Source passage:
■ ■ ■ ■ ■
Virtual | AT Together: Gallerists with Christine Berry & Martha Campbell

October 22, 2020 @ 4:00 pm – 5:00 pm

AT Together was developed in response to the Covid-19 pandemic as a way to reach beyond geographic barriers and network, exchange ideas, and share resources across professions. Each session focuses on a particular profession in the art world, such as Curators, Non-Profit Leaders, or Educators. These programs are open to members and non-members, though we ask that you sign up for the event that matches your professional role and needs.

This session is for gallery professionals and will be facilitated by Christine Berry and Martha Campbell, Co-Founders of Berry Campbell Gallery.

About Christine Berry and Martha Campbell:

Christine Berry and Martha Campbell opened Berry Campbell Gallery in Chelsea in 2013. They share many parallels in their backgrounds and interests: both studied art history in college and began their careers in the museum world, but most importantly, both share a curatorial vision.

Christine Berry is from Geneseo, New York, and graduated from Baylor University in Waco, Texas in 1992. She received a Master’s degree in art history from the University of North Texas, along with a certification in museum studies and education. She worked at the Modern Art Museum of Fort Worth, Texas, as Assistant Curator before moving to New York City for a position at the Whitney Museum of American Art. Christine moved from the non-profit sector to commercial world in 2000. She was Associate Director at Spanierman Gallery/Spanierman Modern for ten years before opening a gallery with Martha Campbell.
■ ■ ■ ■ ■
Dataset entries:
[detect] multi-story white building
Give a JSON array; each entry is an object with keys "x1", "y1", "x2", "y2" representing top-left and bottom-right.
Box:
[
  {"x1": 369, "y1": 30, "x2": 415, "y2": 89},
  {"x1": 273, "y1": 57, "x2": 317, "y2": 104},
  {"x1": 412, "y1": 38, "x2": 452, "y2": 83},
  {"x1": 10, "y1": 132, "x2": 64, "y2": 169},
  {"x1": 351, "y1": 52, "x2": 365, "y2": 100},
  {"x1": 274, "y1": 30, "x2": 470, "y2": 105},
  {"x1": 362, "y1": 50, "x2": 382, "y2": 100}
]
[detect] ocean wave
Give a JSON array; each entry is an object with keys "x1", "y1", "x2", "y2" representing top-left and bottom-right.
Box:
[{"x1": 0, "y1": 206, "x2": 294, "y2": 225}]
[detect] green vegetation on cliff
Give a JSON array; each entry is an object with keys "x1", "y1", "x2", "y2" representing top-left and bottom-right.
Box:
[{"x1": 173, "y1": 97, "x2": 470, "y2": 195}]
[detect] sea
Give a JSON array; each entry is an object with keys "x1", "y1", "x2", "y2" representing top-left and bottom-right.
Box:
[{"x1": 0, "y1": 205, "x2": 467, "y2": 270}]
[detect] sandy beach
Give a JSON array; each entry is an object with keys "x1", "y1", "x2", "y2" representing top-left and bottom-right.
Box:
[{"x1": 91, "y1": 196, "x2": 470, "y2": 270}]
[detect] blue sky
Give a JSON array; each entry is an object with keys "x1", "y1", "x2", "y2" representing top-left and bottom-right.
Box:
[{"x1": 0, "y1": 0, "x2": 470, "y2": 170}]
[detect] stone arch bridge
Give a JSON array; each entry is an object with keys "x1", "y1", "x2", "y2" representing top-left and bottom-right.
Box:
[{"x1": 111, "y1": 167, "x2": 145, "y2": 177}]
■ ■ ■ ■ ■
Work order:
According to the event listing, in what year did Christine Berry and Martha Campbell open Berry Campbell Gallery in Chelsea?

Exercise output:
They opened it in 2013.